[Opening AVAILABLE DATA section]
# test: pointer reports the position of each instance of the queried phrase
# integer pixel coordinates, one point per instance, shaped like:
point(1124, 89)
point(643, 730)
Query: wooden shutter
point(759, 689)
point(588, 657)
[Closing AVAILABLE DATA section]
[Opening AVAILABLE DATA section]
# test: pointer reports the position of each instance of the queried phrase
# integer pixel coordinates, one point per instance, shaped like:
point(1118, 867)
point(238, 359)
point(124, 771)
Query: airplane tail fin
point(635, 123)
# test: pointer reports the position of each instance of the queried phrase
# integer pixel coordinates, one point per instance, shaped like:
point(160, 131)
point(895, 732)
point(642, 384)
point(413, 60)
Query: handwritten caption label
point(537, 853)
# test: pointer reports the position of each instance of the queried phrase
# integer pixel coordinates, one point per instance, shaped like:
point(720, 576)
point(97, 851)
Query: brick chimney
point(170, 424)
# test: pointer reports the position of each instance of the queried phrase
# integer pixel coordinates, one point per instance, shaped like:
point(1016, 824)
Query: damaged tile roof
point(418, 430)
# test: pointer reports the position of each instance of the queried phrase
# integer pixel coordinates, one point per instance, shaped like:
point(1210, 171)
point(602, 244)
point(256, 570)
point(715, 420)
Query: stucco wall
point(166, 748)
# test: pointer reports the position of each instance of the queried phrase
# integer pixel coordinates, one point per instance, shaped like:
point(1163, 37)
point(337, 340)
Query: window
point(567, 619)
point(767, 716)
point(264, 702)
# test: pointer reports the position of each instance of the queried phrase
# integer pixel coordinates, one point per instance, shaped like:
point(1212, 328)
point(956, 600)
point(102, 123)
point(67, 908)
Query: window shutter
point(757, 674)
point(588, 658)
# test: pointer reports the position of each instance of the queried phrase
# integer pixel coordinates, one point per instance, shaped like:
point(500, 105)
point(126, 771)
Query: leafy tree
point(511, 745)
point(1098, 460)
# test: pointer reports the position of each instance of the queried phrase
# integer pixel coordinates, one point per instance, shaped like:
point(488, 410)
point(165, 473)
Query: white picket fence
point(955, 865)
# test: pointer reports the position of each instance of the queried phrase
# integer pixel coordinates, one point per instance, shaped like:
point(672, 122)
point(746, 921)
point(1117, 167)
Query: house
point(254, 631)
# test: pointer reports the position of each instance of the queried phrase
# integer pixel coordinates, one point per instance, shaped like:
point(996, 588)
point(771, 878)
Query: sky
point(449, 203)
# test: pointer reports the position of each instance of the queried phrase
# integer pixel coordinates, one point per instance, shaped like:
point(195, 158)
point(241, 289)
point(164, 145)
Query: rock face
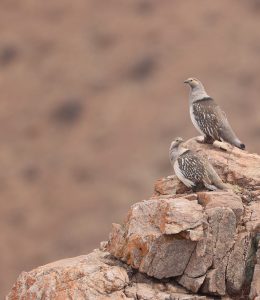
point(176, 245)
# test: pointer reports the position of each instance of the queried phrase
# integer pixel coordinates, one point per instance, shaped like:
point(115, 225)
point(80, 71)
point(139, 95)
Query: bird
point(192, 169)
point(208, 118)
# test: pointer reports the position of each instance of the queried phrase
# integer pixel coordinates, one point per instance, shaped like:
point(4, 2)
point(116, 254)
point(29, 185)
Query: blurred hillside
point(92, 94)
[Closing AVAILABLE DATA section]
**PROBLEM DETAILS**
Taking the entries above, restate exactly those lines that fall between the line with "point(1163, 37)" and the line with "point(165, 473)", keeping both of those lines too.

**ANSWER SPACE**
point(1163, 37)
point(337, 340)
Query: window
point(567, 619)
point(767, 716)
point(264, 702)
# test: pointer reports the position of each instance of the queried phrase
# integer pixel coordinates, one point per instance, shaped like:
point(1212, 328)
point(956, 600)
point(102, 123)
point(67, 908)
Query: window shutter
point(757, 674)
point(588, 658)
# test: pointer reports the position of each instance of the queried phrase
# integer pixel coordinates, one point per instance, shaped like:
point(500, 105)
point(126, 771)
Query: leafy tree
point(511, 745)
point(1098, 460)
# test: pointer reports the position of each instance of the queried phrase
# integer pixel coordinates, one point per instance, shaped like:
point(488, 410)
point(165, 473)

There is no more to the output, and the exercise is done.